* **Task input**:

━━━━━━

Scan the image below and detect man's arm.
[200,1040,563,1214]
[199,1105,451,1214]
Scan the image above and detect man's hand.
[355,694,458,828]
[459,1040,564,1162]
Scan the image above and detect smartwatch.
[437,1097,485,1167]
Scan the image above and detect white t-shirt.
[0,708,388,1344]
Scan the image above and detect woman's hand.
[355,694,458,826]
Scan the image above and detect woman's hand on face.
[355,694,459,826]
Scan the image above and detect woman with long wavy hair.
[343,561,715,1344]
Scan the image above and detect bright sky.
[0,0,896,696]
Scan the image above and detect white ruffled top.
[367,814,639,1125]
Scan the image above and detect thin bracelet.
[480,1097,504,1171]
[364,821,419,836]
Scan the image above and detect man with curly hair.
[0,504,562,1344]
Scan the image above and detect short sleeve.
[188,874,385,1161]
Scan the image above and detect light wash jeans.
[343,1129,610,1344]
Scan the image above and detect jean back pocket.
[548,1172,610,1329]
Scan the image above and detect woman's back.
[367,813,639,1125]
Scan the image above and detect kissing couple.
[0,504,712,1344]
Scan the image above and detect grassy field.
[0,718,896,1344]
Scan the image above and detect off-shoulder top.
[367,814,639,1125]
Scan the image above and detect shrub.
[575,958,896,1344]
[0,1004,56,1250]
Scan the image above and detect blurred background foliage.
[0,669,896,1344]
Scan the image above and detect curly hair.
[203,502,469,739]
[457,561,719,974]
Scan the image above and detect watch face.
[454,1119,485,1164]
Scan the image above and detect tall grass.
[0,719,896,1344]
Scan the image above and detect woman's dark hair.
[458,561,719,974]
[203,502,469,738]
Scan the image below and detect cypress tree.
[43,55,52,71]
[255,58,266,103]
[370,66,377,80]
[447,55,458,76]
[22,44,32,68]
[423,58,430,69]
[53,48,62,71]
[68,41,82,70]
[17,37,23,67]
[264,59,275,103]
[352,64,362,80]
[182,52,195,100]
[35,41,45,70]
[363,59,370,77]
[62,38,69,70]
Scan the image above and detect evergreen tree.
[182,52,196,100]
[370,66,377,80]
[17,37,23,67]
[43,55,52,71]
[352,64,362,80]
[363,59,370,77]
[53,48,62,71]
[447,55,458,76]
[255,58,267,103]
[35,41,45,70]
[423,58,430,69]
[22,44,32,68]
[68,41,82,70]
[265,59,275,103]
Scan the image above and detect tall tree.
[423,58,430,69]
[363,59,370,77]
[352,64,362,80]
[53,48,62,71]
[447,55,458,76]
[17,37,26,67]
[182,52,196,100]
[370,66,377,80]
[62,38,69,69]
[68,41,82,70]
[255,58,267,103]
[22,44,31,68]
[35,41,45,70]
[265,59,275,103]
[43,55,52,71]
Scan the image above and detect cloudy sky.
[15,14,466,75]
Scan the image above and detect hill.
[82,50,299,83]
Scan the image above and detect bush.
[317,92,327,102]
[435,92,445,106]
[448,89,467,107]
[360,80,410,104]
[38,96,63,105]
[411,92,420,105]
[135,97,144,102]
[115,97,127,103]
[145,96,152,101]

━━━━━━

* **Directive**: Pull out the lines starting with the one that contains "Scan the image above and detect man's hand." and going on through the one that contains "[0,0,896,696]", both included, and reproduce them unchanged.

* **Complete answer**:
Scan the image above and detect man's hand.
[355,694,458,828]
[459,1040,564,1162]
Scan the image above and detect smartwatch.
[437,1097,485,1167]
Scan the image above and detect white t-shirt.
[0,708,388,1344]
Scan the image above and detect woman's hand.
[355,694,458,826]
Scan the image above and detect woman's hand on face.
[355,694,459,826]
Scan the image above and detect woman with long wavy hair.
[343,561,715,1344]
Scan the image above and detect bright sky.
[0,0,896,696]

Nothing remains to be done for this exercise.